== DATA IN THIS EXERCISE

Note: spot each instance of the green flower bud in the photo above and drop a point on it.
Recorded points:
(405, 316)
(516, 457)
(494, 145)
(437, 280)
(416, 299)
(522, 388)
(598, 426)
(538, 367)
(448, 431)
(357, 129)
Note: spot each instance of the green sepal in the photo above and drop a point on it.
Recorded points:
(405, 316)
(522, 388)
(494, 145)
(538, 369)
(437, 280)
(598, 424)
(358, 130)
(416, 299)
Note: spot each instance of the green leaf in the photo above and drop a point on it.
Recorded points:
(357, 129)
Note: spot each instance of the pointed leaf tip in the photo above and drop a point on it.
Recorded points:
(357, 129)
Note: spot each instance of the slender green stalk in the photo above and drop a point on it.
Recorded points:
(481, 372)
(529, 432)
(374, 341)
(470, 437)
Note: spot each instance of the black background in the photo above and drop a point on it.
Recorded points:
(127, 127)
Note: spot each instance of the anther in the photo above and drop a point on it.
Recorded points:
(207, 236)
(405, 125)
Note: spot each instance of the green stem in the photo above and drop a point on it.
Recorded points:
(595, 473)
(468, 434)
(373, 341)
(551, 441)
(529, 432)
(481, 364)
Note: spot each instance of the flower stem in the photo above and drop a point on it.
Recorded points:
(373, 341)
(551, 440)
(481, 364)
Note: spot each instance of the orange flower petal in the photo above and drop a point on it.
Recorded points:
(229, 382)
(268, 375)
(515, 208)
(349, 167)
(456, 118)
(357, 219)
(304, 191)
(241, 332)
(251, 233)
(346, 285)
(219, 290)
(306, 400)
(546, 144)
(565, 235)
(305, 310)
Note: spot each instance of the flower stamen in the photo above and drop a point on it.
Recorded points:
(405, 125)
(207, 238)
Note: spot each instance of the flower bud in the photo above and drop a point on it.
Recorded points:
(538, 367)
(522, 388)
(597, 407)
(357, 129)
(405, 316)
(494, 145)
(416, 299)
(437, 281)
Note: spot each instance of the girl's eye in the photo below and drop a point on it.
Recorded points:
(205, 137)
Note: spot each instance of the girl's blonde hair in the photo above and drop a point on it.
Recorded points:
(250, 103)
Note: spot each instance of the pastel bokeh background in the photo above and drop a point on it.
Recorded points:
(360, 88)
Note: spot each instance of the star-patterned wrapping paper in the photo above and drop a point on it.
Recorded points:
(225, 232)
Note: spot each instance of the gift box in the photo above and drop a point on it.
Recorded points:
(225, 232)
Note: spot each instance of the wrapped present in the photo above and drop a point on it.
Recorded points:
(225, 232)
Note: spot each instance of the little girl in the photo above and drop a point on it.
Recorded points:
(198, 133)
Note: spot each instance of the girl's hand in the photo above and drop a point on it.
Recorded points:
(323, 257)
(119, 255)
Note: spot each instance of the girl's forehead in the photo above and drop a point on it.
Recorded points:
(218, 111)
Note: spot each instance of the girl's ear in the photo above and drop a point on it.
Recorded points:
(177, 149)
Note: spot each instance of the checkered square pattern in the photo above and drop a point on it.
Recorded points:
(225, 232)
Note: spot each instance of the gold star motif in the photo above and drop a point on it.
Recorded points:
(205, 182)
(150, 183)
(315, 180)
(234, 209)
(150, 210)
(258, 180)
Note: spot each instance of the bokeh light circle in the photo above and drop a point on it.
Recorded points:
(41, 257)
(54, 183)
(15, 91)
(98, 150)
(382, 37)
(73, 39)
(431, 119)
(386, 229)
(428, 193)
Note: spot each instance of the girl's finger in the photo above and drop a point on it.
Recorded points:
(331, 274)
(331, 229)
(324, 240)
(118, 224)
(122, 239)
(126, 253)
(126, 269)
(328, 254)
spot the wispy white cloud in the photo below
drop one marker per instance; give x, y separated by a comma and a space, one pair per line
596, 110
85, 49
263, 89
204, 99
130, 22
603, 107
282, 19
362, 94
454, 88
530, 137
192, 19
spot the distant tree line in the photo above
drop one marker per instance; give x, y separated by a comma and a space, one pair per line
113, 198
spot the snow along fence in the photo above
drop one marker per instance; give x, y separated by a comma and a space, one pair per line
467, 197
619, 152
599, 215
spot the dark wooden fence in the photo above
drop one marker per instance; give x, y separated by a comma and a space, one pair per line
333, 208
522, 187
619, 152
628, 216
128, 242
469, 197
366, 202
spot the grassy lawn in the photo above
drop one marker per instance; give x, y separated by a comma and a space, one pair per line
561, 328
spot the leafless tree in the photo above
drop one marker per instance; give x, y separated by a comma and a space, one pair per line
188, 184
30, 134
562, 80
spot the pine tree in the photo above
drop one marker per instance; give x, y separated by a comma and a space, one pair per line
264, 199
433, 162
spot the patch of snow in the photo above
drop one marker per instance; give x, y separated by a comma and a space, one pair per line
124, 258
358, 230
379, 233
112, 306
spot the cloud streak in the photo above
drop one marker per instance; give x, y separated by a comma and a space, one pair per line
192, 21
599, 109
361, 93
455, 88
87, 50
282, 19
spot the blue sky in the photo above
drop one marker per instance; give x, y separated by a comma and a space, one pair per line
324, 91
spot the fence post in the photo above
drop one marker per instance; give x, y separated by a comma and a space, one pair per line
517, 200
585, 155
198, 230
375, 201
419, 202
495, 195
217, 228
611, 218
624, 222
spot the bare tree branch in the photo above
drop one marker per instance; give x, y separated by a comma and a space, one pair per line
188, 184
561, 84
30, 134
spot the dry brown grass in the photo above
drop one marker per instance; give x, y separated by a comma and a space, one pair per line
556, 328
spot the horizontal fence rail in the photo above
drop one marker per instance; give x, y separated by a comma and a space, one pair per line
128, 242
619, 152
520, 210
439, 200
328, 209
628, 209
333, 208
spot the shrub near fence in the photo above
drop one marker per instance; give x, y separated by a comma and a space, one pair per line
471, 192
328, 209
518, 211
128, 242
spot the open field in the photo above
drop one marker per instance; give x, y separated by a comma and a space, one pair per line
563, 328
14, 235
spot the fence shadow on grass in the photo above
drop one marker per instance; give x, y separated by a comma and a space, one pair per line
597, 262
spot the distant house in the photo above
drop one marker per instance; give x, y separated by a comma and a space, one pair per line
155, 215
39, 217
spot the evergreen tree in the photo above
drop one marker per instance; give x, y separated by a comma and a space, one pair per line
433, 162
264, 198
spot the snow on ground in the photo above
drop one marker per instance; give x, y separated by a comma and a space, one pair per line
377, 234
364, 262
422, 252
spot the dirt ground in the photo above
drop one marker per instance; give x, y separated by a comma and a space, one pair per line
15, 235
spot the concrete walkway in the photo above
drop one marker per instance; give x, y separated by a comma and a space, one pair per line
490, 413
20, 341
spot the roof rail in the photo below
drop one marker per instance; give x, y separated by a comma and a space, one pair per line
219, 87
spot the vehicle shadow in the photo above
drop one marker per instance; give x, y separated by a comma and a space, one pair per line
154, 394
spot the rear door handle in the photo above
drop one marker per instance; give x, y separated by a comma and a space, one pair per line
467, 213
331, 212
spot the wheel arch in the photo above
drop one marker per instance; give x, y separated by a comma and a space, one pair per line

====

(PROBLEM STATEMENT):
Pull out each record as written and restate it exactly.

(REPLY TO THE EXERCISE):
Note: spot each instance of the green flower bud in the photo above and drop a point on it.
Recorded points:
(405, 316)
(516, 457)
(494, 145)
(437, 280)
(416, 299)
(522, 388)
(598, 426)
(538, 367)
(448, 431)
(357, 129)
Note: spot each instance of the green sepal in the photo above and drop a point on it.
Recorded points:
(405, 316)
(522, 388)
(494, 145)
(538, 369)
(437, 280)
(598, 424)
(358, 130)
(416, 299)
Note: spot each instance of the green leaf in the photo above and drop a point on it.
Recorded points:
(357, 129)
Note: spot each instance of the pointed leaf tip in the photo above and drop a point on it.
Recorded points:
(357, 129)
Note: spot each instance of the slender green stalk in the photo above and drop a point on it.
Recorded points:
(481, 372)
(529, 432)
(374, 341)
(470, 437)
Note: spot each instance of the black background in the photo above and drop a point on it.
Recorded points:
(127, 127)
Note: spot each instance of the anther in the photo above and drop a point on it.
Recorded points:
(207, 236)
(405, 125)
Note: spot each instance of the green stem in the photo above and drop a point on it.
Recorded points:
(595, 473)
(468, 434)
(373, 341)
(551, 441)
(529, 432)
(481, 364)
Note: spot each instance of the flower stem in the photo above and drop a point on it.
Recorded points:
(373, 341)
(551, 440)
(481, 364)
Note: spot each instance of the orange flower petal in the photo above and drop a point on it.
Recorded points:
(229, 382)
(268, 375)
(515, 208)
(349, 167)
(456, 118)
(357, 219)
(304, 191)
(241, 332)
(251, 233)
(346, 285)
(219, 290)
(306, 400)
(546, 144)
(565, 235)
(305, 310)
Note: spot each instance of the flower stamen in the photo above and drop a point on it.
Recorded points:
(405, 125)
(207, 238)
Note: spot each instance of the flower bud in the photo above and drop a point on it.
Recorded points:
(538, 367)
(522, 388)
(597, 407)
(357, 129)
(405, 316)
(494, 145)
(416, 299)
(437, 281)
Note: spot each instance of the girl's eye in the photo below and drop a point on it.
Recorded points:
(205, 137)
Note: spot each instance of the girl's blonde hair in the photo above and drop a point on it.
Recorded points:
(250, 103)
Note: spot each instance of the pastel bokeh background in the photo above and drop a point on it.
Recorded points:
(360, 88)
Note: spot each instance of the star-patterned wrapping paper in the photo above and drop a point on it.
Recorded points:
(225, 232)
Note: spot each instance of the gift box in the photo above and drop a point on it.
Recorded points:
(225, 232)
Note: spot each instance of the wrapped present in the photo above and drop a point on it.
Recorded points:
(225, 232)
Note: spot each instance of the little girl in the photo above and drop a point on it.
Recorded points:
(198, 133)
Note: spot each instance of the girl's hand in the photo above and drop a point on it.
Recorded points:
(323, 257)
(119, 255)
Note: spot each instance of the girl's forehead in the photo above and drop a point on it.
Recorded points:
(218, 111)
Note: spot each instance of the girl's ear in the photo above and drop a point on it.
Recorded points:
(177, 149)
Note: spot each instance of the checkered square pattern in the photo above and drop a point on it.
Recorded points:
(225, 232)
Note: spot each instance of the gold star motif in the photo above and drop a point on it.
Recorded points:
(205, 182)
(150, 183)
(315, 180)
(234, 209)
(150, 210)
(258, 180)
Note: spot each instance of the bokeh light circle in the photo above and drop a point on it.
Recorded points:
(41, 257)
(54, 183)
(15, 91)
(98, 150)
(382, 37)
(73, 39)
(431, 119)
(386, 229)
(428, 193)
Note: spot each instance of the girl's finger in the photo above and drop a point on it.
Recorded points:
(331, 274)
(331, 229)
(324, 240)
(118, 224)
(122, 239)
(126, 253)
(126, 269)
(328, 254)
spot the wispy white cloud in the photo below
drop one marker per instance; give x, y separated by a comma and a space, one pair per line
596, 110
85, 49
263, 89
204, 99
130, 22
603, 107
282, 19
362, 94
454, 88
530, 137
192, 19
spot the distant tree line in the photo above
drop one marker per instance; give x, y separated by a comma and a space, one pair per line
113, 198
spot the snow along fence in the photo above
drop one marker per instance; give x, y separated by a comma and a space, one pair per line
467, 197
619, 152
599, 215
spot the dark wooden fence in the photo above
drop one marker per instance; give x, y separated by a comma and a space, one pair per line
333, 208
522, 187
619, 152
628, 216
128, 242
469, 197
366, 202
spot the grassy lawn in the photo above
drop one marker per instance; give x, y separated by a comma and a space, one pair per line
561, 328
spot the leafless tree in the photo above
drop one marker per instance; give x, y separated by a comma and a space, one pair per line
188, 184
30, 134
562, 80
spot the pine tree in the photo above
drop one marker per instance; give x, y separated by a comma and a space, one pair per line
264, 199
433, 162
spot the patch of snow in the photo above
drop one marker per instance; give x, y separated by a comma and a space, one pair per line
124, 258
358, 230
379, 233
112, 306
spot the cloud streak in the photo above
drop one marker per instance; give x, y separated by a comma and a space, one pair per line
192, 21
599, 109
361, 93
455, 88
87, 50
282, 19
spot the blue sky in the photo above
drop one marker per instance; give x, y separated by a comma and a space, one pair per line
324, 91
spot the fence post in the photo above
drop one marker per instance; give x, y separated by a comma and a space, one pair per line
517, 200
585, 155
198, 230
375, 201
419, 202
495, 195
217, 228
611, 218
624, 222
spot the bare tree branch in the photo above
drop one marker per instance; give x, y separated by a comma and a space, one pair per line
188, 184
561, 84
30, 134
spot the dry brown grass in the photo above
drop one marker per instance; give x, y separated by a comma and a space, one pair per line
556, 328
spot the horizontal fence rail in the photo above
drop one marker per instance; give x, y separated by a comma and a space, one pair per line
128, 242
619, 152
520, 210
439, 200
328, 209
628, 209
333, 208
spot the shrub near fence in the photo above
drop one marker per instance; give x, y separated by a comma and a space, one pair per line
471, 192
328, 209
518, 211
128, 242
spot the open field in the photo above
drop one marker per instance; give x, y separated by a comma and a space, one pair per line
563, 328
14, 235
spot the fence shadow on grass in the photo above
drop one marker per instance; give x, y separated by a comma and a space, one pair per line
597, 262
spot the distant house in the photo above
drop one marker per instance; give x, y separated by a comma and a space, one pair per line
155, 215
39, 217
spot the evergreen tree in the photo above
drop one marker per instance; give x, y separated by a comma and a space, one pair per line
433, 162
264, 198
spot the snow on ground in the photo above
drop one marker per instance; give x, y separated by a comma and a space, one pair per line
377, 234
364, 262
422, 252
spot the dirt ground in the photo above
drop one marker per instance; give x, y separated by a comma and a space, one pair per line
15, 235
spot the concrete walkway in the photo above
drop one marker per instance; give x, y separated by a comma and a space, one pair per line
490, 413
20, 341
spot the roof rail in the photo below
drop one marker per instance; give x, y separated by a comma and a space, one pair per line
219, 87
spot the vehicle shadow in the photo above
drop one marker per instance; give x, y separated by a comma and a space, one pair per line
154, 394
spot the rear door handle in the photo above
drop one marker per instance; give x, y separated by a comma and a space, one pair per line
467, 213
331, 212
spot the wheel arch in the photo above
drop one marker per instance; give x, y separated by a comma and a space, one pair per line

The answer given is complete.